» **Instructions to follow**:
Count how many lines in the records below contain the word "water" and reply with that number alone.

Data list
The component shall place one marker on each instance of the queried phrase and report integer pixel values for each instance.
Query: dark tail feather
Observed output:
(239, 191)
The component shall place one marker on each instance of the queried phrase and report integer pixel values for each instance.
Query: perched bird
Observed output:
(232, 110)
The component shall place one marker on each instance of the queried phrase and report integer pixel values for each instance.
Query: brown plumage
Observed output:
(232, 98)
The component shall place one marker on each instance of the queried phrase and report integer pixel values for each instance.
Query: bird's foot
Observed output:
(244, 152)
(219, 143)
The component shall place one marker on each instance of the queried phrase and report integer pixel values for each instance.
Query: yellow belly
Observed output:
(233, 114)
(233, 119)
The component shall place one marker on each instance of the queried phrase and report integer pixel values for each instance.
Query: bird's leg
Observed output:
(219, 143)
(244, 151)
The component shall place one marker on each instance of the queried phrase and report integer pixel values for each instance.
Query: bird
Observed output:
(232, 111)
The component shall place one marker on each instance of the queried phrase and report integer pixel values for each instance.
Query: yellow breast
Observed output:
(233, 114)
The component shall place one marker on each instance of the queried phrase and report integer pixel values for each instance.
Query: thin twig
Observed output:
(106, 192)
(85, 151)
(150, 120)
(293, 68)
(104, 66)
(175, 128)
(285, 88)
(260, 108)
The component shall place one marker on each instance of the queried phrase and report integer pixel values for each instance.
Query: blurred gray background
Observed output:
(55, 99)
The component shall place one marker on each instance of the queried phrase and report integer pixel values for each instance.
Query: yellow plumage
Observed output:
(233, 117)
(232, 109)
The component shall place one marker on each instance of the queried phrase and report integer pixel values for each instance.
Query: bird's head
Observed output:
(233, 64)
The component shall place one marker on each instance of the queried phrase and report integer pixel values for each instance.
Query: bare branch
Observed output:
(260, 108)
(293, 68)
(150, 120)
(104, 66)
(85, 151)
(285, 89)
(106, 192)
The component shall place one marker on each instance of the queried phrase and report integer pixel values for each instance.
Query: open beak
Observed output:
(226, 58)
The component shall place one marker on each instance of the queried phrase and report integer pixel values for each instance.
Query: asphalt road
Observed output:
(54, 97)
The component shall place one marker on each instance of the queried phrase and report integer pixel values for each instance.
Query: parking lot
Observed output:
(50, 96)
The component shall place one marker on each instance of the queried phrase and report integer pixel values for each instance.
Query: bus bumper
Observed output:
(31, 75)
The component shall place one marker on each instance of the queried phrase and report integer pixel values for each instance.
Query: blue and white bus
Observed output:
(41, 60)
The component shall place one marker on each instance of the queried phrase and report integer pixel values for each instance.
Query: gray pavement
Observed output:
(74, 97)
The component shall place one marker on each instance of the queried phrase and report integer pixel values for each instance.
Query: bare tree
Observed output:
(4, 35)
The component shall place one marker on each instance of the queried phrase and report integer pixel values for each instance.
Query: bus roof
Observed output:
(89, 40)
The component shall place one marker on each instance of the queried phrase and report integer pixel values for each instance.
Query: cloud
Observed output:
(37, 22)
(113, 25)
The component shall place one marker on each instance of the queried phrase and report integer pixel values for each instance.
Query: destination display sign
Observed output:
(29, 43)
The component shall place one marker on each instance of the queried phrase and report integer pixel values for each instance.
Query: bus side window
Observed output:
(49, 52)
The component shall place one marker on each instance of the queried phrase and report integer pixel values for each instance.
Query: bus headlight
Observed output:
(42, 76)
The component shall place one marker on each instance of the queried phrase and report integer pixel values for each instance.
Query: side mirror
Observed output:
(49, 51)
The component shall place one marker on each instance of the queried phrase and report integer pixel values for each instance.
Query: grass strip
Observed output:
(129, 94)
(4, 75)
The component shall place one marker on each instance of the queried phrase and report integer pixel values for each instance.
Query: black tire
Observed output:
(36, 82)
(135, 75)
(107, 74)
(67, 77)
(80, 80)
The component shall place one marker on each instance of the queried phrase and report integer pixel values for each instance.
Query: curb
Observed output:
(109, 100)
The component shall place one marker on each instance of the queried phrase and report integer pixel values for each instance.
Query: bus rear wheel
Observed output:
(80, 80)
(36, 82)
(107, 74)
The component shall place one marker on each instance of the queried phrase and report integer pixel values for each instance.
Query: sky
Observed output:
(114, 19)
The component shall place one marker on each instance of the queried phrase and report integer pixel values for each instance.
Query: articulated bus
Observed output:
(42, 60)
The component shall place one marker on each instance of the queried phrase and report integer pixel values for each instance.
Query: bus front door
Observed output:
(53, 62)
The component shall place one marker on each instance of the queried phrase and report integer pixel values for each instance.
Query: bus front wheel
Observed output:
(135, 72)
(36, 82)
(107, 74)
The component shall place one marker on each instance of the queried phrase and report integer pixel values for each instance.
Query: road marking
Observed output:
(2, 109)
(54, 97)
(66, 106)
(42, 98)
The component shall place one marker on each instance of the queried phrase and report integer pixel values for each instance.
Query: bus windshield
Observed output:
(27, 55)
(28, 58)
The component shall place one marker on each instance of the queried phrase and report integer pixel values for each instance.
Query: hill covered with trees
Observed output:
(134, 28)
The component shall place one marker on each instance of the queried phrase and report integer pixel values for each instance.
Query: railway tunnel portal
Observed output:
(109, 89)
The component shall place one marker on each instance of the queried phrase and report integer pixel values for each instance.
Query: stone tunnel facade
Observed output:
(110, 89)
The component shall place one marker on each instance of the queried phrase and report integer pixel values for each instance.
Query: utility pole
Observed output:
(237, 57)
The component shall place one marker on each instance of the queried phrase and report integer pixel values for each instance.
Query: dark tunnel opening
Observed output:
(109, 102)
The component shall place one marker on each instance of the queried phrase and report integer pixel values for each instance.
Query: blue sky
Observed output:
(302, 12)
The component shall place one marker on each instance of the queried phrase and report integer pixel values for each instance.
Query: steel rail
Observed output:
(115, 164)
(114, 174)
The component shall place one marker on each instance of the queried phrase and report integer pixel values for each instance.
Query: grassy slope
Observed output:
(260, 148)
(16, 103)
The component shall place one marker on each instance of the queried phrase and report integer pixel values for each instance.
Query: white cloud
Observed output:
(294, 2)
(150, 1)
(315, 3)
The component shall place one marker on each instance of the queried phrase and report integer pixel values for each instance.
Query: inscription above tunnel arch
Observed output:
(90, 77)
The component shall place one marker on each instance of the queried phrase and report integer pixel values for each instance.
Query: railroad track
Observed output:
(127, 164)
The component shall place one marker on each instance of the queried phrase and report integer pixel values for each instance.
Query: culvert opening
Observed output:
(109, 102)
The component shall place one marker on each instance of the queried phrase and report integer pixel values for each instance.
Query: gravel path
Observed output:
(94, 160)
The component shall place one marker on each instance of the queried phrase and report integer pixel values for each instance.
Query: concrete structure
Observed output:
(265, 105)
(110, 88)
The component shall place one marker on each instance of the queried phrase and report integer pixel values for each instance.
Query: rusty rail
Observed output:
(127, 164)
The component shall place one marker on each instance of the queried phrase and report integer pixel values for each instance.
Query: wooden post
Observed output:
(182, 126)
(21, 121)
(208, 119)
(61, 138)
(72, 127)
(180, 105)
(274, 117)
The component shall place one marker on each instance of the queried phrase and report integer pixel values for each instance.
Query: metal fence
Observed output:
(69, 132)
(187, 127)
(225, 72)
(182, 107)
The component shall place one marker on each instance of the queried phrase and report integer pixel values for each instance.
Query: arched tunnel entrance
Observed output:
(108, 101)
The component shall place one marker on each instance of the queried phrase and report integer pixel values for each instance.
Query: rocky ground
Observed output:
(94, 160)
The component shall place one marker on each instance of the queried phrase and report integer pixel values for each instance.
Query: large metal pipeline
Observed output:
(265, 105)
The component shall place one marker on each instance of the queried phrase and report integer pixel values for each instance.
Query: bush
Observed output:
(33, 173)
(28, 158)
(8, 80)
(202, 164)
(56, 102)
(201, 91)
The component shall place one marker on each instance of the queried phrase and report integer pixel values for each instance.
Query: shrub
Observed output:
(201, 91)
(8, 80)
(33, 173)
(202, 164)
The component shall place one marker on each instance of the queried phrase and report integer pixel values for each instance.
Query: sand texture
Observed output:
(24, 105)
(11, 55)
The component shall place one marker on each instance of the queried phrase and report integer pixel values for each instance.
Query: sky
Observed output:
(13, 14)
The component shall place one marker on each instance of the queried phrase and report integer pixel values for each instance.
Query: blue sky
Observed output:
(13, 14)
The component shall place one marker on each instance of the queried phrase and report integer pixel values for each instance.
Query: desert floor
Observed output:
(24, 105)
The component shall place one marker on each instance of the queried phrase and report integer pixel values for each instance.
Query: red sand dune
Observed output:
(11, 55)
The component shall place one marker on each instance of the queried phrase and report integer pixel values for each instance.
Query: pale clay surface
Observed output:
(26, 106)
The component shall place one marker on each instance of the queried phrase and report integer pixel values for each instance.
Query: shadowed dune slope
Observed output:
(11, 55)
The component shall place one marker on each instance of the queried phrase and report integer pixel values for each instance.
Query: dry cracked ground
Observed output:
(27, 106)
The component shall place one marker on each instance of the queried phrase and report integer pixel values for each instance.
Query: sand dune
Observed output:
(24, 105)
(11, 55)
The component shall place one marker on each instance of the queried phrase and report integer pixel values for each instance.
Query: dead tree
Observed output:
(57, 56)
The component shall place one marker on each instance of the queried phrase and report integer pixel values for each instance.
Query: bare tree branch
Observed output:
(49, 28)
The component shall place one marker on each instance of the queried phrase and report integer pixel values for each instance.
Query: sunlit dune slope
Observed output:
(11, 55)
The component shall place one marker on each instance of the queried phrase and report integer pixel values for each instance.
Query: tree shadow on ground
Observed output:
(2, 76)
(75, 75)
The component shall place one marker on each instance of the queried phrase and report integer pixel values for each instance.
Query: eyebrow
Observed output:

---

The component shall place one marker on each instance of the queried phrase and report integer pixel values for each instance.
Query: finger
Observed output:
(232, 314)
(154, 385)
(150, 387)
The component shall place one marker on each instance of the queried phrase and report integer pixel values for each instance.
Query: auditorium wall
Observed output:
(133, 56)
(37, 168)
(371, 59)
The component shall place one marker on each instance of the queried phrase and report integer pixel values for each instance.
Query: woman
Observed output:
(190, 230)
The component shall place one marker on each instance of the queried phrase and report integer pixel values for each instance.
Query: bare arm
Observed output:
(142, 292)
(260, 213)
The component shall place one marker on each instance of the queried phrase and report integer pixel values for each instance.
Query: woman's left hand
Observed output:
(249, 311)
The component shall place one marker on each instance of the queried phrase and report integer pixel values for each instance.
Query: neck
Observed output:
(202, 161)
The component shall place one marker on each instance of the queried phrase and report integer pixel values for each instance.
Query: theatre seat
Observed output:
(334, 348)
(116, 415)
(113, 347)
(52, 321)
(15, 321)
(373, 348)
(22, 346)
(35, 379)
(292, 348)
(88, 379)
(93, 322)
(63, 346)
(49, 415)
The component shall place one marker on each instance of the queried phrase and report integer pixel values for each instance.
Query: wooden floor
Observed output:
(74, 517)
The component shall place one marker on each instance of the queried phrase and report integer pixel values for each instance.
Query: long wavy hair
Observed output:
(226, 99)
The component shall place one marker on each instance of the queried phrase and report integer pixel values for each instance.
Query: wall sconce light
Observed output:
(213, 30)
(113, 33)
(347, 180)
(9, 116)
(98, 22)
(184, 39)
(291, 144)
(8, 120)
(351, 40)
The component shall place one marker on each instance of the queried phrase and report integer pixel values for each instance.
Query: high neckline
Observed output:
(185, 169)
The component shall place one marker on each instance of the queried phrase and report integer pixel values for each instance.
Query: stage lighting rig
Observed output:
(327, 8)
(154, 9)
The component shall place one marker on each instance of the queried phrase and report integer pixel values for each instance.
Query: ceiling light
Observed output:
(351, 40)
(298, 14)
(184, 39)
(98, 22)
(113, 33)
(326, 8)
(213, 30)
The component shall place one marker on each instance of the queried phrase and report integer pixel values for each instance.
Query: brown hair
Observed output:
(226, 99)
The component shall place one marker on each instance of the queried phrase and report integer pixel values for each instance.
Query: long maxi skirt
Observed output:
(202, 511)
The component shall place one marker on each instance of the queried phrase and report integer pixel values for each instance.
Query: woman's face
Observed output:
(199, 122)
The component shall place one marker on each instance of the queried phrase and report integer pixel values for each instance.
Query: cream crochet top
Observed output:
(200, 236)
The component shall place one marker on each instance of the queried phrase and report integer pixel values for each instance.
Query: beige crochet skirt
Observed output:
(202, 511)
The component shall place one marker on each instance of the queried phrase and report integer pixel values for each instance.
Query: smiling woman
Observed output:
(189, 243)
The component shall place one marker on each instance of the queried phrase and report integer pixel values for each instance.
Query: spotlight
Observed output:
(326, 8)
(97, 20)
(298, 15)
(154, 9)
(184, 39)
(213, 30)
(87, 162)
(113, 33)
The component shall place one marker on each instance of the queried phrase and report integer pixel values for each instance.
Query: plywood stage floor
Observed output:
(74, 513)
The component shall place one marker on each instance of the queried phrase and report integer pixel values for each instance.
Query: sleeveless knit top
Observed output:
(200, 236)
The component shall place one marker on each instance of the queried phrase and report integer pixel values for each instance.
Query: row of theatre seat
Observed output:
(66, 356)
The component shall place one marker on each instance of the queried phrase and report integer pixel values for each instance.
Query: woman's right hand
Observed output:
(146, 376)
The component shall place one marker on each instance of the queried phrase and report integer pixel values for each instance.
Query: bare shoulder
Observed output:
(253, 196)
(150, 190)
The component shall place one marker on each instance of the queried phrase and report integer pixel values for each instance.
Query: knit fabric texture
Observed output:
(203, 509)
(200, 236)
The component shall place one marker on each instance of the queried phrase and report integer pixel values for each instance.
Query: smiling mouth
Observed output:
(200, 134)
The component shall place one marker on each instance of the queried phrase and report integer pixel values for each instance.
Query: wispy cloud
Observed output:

==

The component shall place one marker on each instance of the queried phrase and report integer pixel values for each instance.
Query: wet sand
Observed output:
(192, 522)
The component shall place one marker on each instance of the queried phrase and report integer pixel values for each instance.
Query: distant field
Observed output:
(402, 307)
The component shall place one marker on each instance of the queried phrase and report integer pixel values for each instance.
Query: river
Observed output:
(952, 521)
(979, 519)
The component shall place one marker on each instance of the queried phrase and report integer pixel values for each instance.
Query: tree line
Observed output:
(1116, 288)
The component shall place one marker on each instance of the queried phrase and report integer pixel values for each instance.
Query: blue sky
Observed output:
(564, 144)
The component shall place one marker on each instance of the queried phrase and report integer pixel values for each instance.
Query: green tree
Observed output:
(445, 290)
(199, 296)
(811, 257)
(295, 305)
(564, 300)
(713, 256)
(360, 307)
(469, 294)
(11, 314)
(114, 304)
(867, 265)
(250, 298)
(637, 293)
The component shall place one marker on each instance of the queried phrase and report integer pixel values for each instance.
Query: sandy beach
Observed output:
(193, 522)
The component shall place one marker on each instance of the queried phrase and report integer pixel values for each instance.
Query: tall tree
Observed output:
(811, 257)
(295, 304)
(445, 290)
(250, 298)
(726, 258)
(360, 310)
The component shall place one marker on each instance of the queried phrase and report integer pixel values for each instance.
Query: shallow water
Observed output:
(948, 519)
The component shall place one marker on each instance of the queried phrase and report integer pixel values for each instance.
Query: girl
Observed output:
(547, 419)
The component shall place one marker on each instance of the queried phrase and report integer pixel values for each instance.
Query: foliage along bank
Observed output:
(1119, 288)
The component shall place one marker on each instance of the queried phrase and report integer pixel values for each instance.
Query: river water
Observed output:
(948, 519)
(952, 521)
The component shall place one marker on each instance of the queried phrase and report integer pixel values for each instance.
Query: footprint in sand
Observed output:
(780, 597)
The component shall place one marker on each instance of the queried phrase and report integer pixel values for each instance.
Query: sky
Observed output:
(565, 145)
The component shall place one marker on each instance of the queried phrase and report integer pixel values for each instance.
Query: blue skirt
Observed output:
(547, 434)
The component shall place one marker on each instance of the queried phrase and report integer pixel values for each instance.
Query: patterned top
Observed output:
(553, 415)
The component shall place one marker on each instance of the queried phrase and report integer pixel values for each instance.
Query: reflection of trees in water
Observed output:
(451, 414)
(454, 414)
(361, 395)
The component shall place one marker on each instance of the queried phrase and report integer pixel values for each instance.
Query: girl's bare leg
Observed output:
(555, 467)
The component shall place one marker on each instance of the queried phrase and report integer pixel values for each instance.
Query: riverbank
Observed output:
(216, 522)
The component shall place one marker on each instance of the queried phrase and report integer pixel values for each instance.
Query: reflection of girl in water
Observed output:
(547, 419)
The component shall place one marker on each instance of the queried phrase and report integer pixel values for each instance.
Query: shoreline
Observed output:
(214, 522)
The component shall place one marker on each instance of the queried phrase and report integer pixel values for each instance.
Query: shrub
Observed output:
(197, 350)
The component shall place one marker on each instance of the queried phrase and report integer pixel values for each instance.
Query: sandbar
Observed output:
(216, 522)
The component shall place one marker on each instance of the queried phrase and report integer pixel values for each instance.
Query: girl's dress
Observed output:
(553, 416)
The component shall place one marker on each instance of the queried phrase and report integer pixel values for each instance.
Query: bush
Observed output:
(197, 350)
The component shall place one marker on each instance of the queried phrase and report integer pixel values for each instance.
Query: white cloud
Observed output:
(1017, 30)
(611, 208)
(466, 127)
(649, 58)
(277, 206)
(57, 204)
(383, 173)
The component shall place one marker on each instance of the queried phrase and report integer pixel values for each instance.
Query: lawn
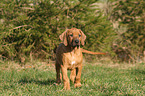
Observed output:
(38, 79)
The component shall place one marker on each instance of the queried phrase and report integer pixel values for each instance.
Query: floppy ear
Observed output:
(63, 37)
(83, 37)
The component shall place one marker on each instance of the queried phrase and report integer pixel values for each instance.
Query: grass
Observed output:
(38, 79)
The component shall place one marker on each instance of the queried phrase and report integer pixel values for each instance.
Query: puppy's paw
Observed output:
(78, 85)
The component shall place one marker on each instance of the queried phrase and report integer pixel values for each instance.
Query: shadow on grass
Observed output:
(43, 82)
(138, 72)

» **Answer below**:
4